# [INSTRUCTIONS TO FOLLOW]
Return the passage of the LNG text from "Key Takeaways" up to and including "percent of imports.", copied word for word.

# [SOURCE PASSAGE]

--- START ---

Liquefied Natural Gas (LNG)
What Is Liquefied Natural Gas?
Liquefied natural gas (LNG) (also called cryogenic natural gas or super-cooled methane) is natural gas, composed predominantly of methane (CH4), that has been purified and cooled to approximately -162 degrees Celsius (-260 degrees Fahrenheit) at atmospheric pressure, reducing its volume to roughly 1/600th of its gaseous state. This dramatic volume reduction makes it economical to store and transport by sea in specially designed cryogenic tankers, connecting gas-producing regions such as Qatar, Australia, and the United States Gulf Coast to import-dependent markets in Asia and Europe that cannot be served by pipeline.
Key Takeaways
- LNG is natural gas cooled to -162 degrees Celsius, shrinking its volume to 1/600th of the gaseous state and enabling ocean transport.
- The liquefaction process uses multi-stage refrigeration cycles; the APCI propane pre-cooled mixed refrigerant (C3-MR) cycle dominates global capacity.
- LNG trains, the modular processing units at export terminals, typically produce 3 to 8 million tonnes per annum (MTPA) each.
- Regasification terminals receive LNG, warm it back to gas, and inject it into domestic pipeline networks at the destination market.
- Global LNG trade reached approximately 400 million tonnes per year (MT/y) in 2024, with Asia-Pacific accounting for more than 65 percent of imports.
How Liquefied Natural Gas Works
Raw natural gas arriving at an LNG export terminal first undergoes pre-treatment to remove impurities that would freeze solid or damage equipment at cryogenic temperatures. Acid gases (CO2 and H2S) are stripped in amine contactor columns, water is removed by molecular sieve beds, mercury is captured on sulfur-impregnated activated carbon, and heavy hydrocarbons are separated in a scrub column. The treated, sales-quality gas then enters the liquefaction train.

--- END ---

# [DATASET CONTENT]
--- START ---

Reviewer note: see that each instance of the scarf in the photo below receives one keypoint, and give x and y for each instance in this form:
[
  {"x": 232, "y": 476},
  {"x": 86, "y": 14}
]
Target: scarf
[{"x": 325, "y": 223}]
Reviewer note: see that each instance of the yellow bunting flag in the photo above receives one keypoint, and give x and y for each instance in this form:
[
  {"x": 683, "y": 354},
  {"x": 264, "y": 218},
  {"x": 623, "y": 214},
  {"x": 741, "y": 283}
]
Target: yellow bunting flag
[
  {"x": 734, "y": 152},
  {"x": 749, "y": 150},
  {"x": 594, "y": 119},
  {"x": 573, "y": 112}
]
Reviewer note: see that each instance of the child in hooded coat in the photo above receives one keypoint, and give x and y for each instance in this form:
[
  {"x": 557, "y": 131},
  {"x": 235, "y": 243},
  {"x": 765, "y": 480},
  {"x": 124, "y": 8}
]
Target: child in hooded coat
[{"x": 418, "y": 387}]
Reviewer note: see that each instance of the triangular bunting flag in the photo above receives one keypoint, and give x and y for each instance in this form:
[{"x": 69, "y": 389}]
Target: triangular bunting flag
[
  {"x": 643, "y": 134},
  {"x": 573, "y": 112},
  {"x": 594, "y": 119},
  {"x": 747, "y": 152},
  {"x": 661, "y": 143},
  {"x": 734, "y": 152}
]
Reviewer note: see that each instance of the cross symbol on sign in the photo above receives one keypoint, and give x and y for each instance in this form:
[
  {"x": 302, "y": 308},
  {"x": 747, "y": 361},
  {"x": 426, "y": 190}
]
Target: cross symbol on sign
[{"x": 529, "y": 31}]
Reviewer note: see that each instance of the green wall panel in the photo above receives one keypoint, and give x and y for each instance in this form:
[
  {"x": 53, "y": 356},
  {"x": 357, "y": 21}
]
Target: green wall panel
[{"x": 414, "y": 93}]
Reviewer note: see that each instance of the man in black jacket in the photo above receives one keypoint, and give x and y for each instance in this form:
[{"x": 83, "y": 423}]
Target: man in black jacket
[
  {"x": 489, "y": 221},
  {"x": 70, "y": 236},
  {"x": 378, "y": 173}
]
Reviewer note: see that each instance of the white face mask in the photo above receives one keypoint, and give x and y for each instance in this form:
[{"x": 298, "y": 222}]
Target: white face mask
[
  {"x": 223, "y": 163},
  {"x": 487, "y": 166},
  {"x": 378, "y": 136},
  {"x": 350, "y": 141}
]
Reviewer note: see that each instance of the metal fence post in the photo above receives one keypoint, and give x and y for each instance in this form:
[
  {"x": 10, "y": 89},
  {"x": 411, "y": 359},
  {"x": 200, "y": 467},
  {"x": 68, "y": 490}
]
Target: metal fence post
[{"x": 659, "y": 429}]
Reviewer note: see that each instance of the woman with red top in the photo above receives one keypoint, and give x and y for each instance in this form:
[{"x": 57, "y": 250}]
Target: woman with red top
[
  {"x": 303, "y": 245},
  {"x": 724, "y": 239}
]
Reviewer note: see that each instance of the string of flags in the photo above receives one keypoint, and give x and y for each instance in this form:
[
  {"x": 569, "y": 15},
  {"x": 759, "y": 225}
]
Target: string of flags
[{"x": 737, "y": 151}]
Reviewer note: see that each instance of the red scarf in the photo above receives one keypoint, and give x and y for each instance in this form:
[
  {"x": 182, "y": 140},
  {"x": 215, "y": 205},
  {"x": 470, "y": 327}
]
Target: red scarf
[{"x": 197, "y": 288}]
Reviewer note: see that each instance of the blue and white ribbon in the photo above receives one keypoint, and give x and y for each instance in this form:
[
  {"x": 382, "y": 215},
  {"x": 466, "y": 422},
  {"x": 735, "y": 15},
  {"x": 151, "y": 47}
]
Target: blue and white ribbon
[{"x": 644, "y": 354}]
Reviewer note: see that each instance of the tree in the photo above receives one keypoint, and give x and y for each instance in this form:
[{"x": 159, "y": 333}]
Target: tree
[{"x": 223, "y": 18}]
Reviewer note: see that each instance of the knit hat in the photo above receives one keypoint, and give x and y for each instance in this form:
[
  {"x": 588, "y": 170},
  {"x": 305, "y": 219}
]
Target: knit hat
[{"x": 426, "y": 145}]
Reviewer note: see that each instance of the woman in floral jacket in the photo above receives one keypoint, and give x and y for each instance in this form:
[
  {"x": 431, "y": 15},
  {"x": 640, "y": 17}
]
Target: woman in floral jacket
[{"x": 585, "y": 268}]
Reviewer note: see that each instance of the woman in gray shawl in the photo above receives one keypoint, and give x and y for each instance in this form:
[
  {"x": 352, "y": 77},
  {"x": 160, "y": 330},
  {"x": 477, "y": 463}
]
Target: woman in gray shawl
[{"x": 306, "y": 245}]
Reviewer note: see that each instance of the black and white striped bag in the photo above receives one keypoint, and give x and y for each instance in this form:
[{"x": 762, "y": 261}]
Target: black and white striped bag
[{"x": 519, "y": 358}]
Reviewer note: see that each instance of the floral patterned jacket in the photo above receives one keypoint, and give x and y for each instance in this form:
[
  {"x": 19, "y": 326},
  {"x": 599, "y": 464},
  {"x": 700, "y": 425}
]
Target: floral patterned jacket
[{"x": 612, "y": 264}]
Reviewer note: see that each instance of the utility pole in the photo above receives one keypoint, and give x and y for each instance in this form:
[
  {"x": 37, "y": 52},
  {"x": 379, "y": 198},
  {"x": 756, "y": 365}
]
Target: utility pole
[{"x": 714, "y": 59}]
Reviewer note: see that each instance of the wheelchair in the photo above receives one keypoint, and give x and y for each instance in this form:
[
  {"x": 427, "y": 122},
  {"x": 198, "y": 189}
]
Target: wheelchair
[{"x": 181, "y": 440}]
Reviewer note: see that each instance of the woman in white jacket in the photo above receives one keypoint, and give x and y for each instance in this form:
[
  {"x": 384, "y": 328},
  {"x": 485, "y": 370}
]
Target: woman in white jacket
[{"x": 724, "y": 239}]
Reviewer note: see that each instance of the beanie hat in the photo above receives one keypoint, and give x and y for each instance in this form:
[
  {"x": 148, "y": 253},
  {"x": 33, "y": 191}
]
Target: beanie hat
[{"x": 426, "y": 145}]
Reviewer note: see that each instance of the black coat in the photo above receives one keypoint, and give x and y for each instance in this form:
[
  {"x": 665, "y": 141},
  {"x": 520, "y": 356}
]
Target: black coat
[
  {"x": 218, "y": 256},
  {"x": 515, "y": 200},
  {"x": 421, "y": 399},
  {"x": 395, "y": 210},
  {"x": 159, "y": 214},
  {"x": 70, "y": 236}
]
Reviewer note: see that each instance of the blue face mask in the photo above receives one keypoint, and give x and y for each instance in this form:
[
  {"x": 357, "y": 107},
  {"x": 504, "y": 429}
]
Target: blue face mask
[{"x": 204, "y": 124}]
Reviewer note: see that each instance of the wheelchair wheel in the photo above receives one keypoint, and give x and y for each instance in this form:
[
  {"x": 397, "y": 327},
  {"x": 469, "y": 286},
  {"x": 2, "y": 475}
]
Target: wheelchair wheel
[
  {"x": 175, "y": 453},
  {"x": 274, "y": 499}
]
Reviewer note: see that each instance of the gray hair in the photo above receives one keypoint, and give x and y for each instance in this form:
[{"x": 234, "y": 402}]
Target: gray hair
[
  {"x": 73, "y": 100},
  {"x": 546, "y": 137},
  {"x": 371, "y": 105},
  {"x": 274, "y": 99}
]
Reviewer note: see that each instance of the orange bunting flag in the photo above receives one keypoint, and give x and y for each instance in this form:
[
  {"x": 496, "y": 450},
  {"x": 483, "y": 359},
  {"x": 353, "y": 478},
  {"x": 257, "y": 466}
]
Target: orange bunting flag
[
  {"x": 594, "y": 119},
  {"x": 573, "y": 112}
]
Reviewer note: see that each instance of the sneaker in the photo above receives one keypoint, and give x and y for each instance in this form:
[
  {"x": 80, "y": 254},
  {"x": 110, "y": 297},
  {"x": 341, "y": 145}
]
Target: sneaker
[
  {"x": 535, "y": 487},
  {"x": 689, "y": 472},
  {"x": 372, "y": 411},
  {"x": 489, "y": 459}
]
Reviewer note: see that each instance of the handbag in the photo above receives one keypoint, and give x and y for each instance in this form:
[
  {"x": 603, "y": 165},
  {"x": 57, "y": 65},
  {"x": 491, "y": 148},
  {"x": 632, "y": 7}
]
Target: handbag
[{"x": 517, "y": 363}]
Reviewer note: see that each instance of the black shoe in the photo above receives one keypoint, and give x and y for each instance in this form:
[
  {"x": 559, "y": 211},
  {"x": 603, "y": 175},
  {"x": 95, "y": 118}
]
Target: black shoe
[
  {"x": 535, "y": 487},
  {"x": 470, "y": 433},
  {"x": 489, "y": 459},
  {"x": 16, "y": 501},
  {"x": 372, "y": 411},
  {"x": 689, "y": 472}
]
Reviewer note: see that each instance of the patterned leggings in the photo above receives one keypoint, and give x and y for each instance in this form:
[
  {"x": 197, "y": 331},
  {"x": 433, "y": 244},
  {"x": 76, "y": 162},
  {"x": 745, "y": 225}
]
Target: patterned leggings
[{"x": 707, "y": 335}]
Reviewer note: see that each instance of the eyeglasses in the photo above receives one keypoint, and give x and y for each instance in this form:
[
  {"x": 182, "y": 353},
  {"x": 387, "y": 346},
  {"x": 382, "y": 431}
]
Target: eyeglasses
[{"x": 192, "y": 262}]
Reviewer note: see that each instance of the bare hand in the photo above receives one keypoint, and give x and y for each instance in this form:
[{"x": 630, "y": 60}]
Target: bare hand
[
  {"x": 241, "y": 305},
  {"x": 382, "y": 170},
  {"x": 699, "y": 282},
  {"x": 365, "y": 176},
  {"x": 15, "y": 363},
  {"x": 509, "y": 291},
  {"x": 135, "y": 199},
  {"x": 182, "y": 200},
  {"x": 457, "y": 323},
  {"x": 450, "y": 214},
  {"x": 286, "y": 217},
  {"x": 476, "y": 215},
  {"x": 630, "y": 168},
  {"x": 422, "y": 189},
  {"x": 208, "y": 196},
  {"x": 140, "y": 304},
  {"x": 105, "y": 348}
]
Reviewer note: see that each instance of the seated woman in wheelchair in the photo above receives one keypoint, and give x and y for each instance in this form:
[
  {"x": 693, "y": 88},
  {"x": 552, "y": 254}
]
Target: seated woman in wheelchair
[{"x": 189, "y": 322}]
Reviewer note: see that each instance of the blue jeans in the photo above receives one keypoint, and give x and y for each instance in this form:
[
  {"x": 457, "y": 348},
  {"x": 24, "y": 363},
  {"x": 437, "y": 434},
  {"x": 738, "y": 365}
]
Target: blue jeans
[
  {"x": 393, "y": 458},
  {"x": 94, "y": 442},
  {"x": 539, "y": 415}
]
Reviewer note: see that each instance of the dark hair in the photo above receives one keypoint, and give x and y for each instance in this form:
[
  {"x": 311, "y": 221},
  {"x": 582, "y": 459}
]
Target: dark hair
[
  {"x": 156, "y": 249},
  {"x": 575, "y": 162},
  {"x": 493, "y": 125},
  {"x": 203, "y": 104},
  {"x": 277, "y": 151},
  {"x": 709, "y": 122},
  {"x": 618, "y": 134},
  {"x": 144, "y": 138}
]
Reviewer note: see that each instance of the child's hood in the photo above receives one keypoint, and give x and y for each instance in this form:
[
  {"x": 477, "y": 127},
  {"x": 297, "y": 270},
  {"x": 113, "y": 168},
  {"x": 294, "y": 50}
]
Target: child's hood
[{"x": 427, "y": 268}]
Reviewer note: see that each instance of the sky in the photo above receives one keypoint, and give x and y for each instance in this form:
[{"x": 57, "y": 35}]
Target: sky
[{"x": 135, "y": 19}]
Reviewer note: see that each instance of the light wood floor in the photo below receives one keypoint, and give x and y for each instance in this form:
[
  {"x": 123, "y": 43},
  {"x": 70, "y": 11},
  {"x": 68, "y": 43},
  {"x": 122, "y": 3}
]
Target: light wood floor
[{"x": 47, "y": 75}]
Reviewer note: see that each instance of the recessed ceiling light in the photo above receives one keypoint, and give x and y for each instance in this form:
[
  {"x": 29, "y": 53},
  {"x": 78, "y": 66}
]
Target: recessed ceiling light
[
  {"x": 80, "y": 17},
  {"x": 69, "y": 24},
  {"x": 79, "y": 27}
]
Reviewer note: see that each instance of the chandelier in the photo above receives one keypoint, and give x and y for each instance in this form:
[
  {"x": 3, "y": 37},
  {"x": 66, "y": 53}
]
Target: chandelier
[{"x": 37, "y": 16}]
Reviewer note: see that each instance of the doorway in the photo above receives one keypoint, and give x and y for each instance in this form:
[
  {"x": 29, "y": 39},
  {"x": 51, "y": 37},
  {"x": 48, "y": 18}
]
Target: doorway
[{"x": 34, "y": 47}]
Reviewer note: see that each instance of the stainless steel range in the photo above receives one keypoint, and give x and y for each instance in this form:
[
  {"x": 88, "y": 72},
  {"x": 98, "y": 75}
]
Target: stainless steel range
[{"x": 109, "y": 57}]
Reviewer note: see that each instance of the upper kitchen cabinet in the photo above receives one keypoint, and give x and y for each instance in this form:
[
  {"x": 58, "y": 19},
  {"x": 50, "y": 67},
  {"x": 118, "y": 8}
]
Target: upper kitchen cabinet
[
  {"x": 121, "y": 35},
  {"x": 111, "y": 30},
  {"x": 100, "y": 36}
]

--- END ---

# [ANSWER BELOW]
Key Takeaways
- LNG is natural gas cooled to -162 degrees Celsius, shrinking its volume to 1/600th of the gaseous state and enabling ocean transport.
- The liquefaction process uses multi-stage refrigeration cycles; the APCI propane pre-cooled mixed refrigerant (C3-MR) cycle dominates global capacity.
- LNG trains, the modular processing units at export terminals, typically produce 3 to 8 million tonnes per annum (MTPA) each.
- Regasification terminals receive LNG, warm it back to gas, and inject it into domestic pipeline networks at the destination market.
- Global LNG trade reached approximately 400 million tonnes per year (MT/y) in 2024, with Asia-Pacific accounting for more than 65 percent of imports.